(Image region outline records)

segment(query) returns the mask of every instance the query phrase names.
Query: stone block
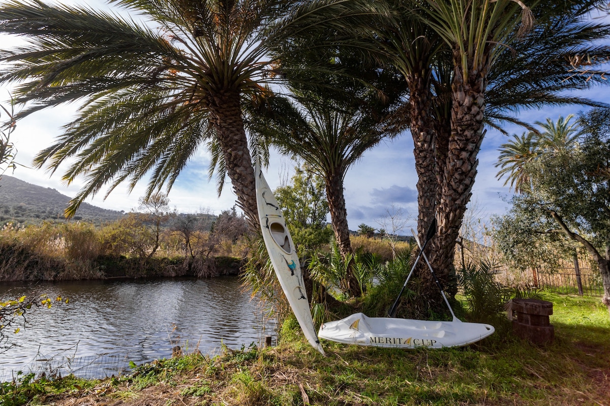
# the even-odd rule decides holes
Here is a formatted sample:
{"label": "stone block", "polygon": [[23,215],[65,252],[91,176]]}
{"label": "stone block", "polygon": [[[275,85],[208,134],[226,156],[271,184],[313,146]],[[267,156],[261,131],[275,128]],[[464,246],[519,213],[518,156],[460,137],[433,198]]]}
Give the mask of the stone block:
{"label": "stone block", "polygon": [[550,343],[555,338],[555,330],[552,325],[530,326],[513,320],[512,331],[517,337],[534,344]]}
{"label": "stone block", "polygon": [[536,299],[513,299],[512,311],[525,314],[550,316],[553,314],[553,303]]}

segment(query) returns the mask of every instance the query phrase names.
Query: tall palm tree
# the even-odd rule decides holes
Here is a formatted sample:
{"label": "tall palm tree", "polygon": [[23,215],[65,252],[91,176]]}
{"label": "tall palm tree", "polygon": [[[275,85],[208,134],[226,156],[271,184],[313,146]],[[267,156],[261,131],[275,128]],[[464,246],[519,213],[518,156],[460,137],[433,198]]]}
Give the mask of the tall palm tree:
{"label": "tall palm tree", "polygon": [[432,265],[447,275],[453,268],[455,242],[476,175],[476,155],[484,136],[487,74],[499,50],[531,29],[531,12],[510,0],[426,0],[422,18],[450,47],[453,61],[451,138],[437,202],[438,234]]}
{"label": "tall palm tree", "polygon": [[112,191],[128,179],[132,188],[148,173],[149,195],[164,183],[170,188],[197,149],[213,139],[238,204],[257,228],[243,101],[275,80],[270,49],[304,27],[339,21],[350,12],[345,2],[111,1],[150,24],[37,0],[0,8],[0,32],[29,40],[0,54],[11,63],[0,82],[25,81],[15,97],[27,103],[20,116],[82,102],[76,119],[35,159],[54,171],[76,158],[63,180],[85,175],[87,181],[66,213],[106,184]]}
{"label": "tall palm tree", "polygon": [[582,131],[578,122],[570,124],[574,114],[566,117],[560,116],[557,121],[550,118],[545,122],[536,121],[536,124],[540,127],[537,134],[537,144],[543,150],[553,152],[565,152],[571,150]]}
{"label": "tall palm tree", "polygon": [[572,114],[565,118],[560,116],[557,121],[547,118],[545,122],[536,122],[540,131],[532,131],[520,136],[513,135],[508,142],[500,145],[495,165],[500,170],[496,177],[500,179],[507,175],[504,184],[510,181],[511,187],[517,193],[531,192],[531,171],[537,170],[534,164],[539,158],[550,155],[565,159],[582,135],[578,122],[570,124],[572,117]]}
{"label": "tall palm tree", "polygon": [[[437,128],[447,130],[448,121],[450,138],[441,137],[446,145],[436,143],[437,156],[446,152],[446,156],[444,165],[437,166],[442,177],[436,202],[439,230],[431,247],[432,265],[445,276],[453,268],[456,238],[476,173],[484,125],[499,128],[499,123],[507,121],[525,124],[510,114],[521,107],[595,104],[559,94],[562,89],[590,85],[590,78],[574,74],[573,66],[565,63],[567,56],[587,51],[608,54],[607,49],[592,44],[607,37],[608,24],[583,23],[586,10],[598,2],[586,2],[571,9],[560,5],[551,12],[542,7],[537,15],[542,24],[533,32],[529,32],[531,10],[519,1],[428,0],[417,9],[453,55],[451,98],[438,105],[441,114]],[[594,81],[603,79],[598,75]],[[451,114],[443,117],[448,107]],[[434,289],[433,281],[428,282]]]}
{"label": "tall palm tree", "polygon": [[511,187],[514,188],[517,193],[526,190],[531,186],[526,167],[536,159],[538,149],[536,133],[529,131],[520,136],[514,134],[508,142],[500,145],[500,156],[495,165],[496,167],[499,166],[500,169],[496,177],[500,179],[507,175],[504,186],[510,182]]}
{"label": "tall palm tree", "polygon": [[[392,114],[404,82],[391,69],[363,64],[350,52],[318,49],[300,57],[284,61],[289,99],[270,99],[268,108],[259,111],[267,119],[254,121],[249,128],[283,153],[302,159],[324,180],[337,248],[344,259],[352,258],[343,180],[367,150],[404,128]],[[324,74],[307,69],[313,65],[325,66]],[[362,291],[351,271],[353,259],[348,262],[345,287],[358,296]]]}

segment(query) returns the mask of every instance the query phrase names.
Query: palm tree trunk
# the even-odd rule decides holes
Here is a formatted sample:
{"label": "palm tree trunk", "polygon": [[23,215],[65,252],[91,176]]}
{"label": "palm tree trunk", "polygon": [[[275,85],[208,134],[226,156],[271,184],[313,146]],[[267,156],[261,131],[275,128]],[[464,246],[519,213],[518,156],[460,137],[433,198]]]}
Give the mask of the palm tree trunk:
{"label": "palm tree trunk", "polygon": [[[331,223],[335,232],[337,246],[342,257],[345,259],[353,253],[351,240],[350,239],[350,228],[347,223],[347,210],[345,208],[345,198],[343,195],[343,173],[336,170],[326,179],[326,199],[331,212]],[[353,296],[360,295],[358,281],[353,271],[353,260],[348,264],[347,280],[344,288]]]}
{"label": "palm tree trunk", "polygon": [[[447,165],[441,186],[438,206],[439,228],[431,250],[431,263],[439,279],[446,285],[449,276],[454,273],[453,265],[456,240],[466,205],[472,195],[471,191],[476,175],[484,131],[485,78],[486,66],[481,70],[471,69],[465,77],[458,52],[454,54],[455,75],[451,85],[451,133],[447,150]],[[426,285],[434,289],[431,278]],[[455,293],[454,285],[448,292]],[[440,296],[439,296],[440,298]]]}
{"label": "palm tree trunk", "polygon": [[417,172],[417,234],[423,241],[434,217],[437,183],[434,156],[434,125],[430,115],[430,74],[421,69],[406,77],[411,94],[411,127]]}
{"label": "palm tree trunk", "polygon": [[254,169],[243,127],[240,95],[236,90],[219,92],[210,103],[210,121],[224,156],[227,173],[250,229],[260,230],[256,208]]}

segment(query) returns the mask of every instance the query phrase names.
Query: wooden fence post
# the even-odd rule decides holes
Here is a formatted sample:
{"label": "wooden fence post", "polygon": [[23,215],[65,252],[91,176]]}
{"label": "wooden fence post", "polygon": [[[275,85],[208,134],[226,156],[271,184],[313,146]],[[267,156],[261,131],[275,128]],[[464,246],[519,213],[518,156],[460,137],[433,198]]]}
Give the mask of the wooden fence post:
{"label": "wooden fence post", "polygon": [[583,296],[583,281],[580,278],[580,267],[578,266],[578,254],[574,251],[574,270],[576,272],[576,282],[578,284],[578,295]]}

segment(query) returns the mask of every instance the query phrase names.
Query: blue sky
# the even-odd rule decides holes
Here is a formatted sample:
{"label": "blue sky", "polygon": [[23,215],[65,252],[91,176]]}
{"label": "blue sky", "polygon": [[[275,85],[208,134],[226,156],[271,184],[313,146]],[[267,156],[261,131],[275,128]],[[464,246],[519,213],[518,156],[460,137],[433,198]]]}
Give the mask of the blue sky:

### Problem description
Can you retype every record above exactly, leaving out the pictures?

### Response below
segment(query) returns the mask of every instance the query phrase names.
Query: stone block
# the even-odd rule decides holes
Here is a formatted sample:
{"label": "stone block", "polygon": [[23,215],[65,252],[91,176]]}
{"label": "stone block", "polygon": [[[275,85],[208,134],[226,156],[271,184],[313,146]],[[267,156],[261,131],[275,128]],[[464,246],[519,213],[518,156],[460,137],[433,198]]]}
Give the mask of the stone block:
{"label": "stone block", "polygon": [[550,343],[555,338],[555,330],[552,325],[530,326],[513,320],[512,331],[517,337],[534,344]]}
{"label": "stone block", "polygon": [[536,299],[513,299],[512,311],[525,314],[550,316],[553,314],[553,303]]}

segment(query) returns the mask of every instance the query phrase names.
Query: tall palm tree
# the even-odd rule decides holes
Here is a formatted sample:
{"label": "tall palm tree", "polygon": [[23,215],[65,252],[91,176]]}
{"label": "tall palm tree", "polygon": [[[275,85],[208,134],[226,156],[271,184],[313,146]],[[267,156],[261,131],[275,128]],[[464,246],[519,213],[518,156],[460,137],[433,198]]]}
Give the mask of the tall palm tree:
{"label": "tall palm tree", "polygon": [[432,265],[447,275],[453,268],[455,242],[476,175],[476,155],[484,136],[487,74],[499,50],[531,29],[531,12],[510,0],[426,0],[422,18],[450,47],[453,61],[451,138],[437,202],[438,234]]}
{"label": "tall palm tree", "polygon": [[112,191],[128,179],[132,188],[148,173],[149,195],[164,183],[170,188],[197,149],[213,139],[238,204],[257,228],[243,101],[275,80],[270,49],[304,27],[339,21],[350,12],[345,2],[111,1],[150,24],[37,0],[0,8],[0,32],[29,40],[0,54],[11,63],[0,82],[25,81],[15,97],[27,103],[20,116],[82,102],[76,119],[35,159],[54,171],[76,158],[63,180],[85,175],[87,181],[66,213],[106,184]]}
{"label": "tall palm tree", "polygon": [[582,131],[578,122],[570,124],[574,114],[566,117],[560,116],[557,121],[550,118],[545,122],[536,121],[536,124],[540,127],[537,134],[537,144],[543,150],[553,152],[565,152],[571,150]]}
{"label": "tall palm tree", "polygon": [[572,114],[565,118],[560,116],[557,121],[547,118],[545,122],[536,122],[540,131],[532,131],[520,136],[513,135],[508,142],[500,145],[495,165],[500,170],[496,177],[500,179],[507,175],[504,184],[510,181],[511,187],[517,193],[531,192],[531,171],[537,170],[534,164],[539,158],[550,155],[565,159],[582,135],[578,122],[570,124],[572,117]]}
{"label": "tall palm tree", "polygon": [[[437,128],[447,130],[448,121],[450,138],[441,137],[446,145],[436,143],[437,156],[446,152],[446,156],[444,165],[437,166],[442,177],[436,202],[439,230],[431,247],[432,265],[445,276],[453,268],[456,238],[476,173],[484,125],[499,128],[499,123],[507,121],[525,124],[510,114],[521,107],[595,104],[559,94],[562,89],[590,85],[590,78],[574,74],[573,66],[565,63],[567,56],[587,51],[608,54],[607,49],[592,44],[607,37],[608,24],[583,23],[586,10],[598,2],[586,2],[571,9],[560,5],[551,12],[542,7],[537,15],[542,24],[533,32],[529,32],[531,10],[519,1],[428,0],[417,9],[453,55],[451,98],[438,105],[441,114]],[[594,81],[603,79],[598,75]],[[451,114],[443,117],[448,107]],[[434,289],[433,281],[428,282]]]}
{"label": "tall palm tree", "polygon": [[511,187],[514,188],[517,193],[526,190],[531,186],[526,167],[536,159],[538,149],[536,133],[529,131],[520,136],[514,134],[508,142],[500,145],[500,156],[495,165],[496,167],[499,166],[500,169],[496,177],[500,179],[507,175],[504,186],[510,182]]}
{"label": "tall palm tree", "polygon": [[[392,114],[404,82],[391,69],[363,64],[350,52],[318,49],[300,57],[284,61],[289,99],[270,99],[268,108],[259,111],[267,119],[254,121],[249,128],[283,153],[302,159],[324,180],[337,248],[344,259],[352,258],[343,180],[367,150],[404,128]],[[324,74],[307,69],[313,65],[325,66]],[[362,291],[351,271],[353,259],[348,262],[345,287],[358,296]]]}

segment(query) returns the mask of every instance the query phrase names.
Query: palm tree trunk
# the even-odd rule decides holes
Here is a formatted sample:
{"label": "palm tree trunk", "polygon": [[23,215],[65,252],[91,176]]}
{"label": "palm tree trunk", "polygon": [[[275,85],[208,134],[226,156],[271,184],[313,146]],[[267,156],[261,131],[275,128]],[[464,246],[519,213],[518,156],[460,137],[433,198]]]}
Give the mask of the palm tree trunk:
{"label": "palm tree trunk", "polygon": [[[331,223],[335,232],[337,246],[342,257],[345,259],[353,253],[351,240],[350,239],[350,228],[347,223],[347,210],[345,208],[345,198],[343,195],[343,173],[336,170],[326,179],[326,199],[331,212]],[[353,296],[360,295],[358,281],[353,271],[353,260],[348,264],[347,280],[344,288]]]}
{"label": "palm tree trunk", "polygon": [[[447,165],[441,186],[438,206],[439,228],[431,250],[431,263],[439,279],[446,285],[449,276],[454,273],[453,265],[456,240],[466,205],[472,195],[471,191],[476,175],[484,131],[485,78],[486,66],[481,70],[471,69],[465,77],[458,52],[454,54],[455,75],[451,85],[451,133],[447,150]],[[426,285],[434,289],[431,278]],[[455,293],[454,285],[448,292]],[[440,296],[439,296],[440,298]]]}
{"label": "palm tree trunk", "polygon": [[417,172],[417,234],[423,241],[434,217],[437,183],[434,156],[434,125],[430,115],[430,74],[421,69],[406,77],[411,94],[411,127]]}
{"label": "palm tree trunk", "polygon": [[254,169],[243,127],[240,95],[236,90],[219,92],[210,103],[210,121],[224,156],[227,173],[250,229],[260,230],[256,208]]}

segment(query) returns the mask of every instance the query phrase names.
Query: wooden fence post
# the even-odd rule decides holes
Here is a formatted sample:
{"label": "wooden fence post", "polygon": [[23,215],[65,252],[91,176]]}
{"label": "wooden fence post", "polygon": [[[275,85],[208,134],[226,156],[271,184],[313,146]],[[267,156],[261,131],[275,128]],[[464,246],[519,213],[518,156],[460,137],[433,198]]]}
Give the mask of the wooden fence post:
{"label": "wooden fence post", "polygon": [[583,296],[583,281],[580,278],[580,267],[578,266],[578,254],[574,251],[574,270],[576,272],[576,282],[578,284],[578,295]]}

segment(query) returns the mask of every instance the query phrase names.
Query: blue sky
# the even-odd rule decides holes
Here is a formatted sample:
{"label": "blue sky", "polygon": [[23,215],[65,252],[91,176]]}
{"label": "blue sky", "polygon": [[[275,85],[208,134],[226,156],[271,184],[313,146]],[[267,156],[261,131],[275,128]],[[464,246],[519,213],[518,156],[460,137],[433,198]]]}
Give the mask of the blue sky:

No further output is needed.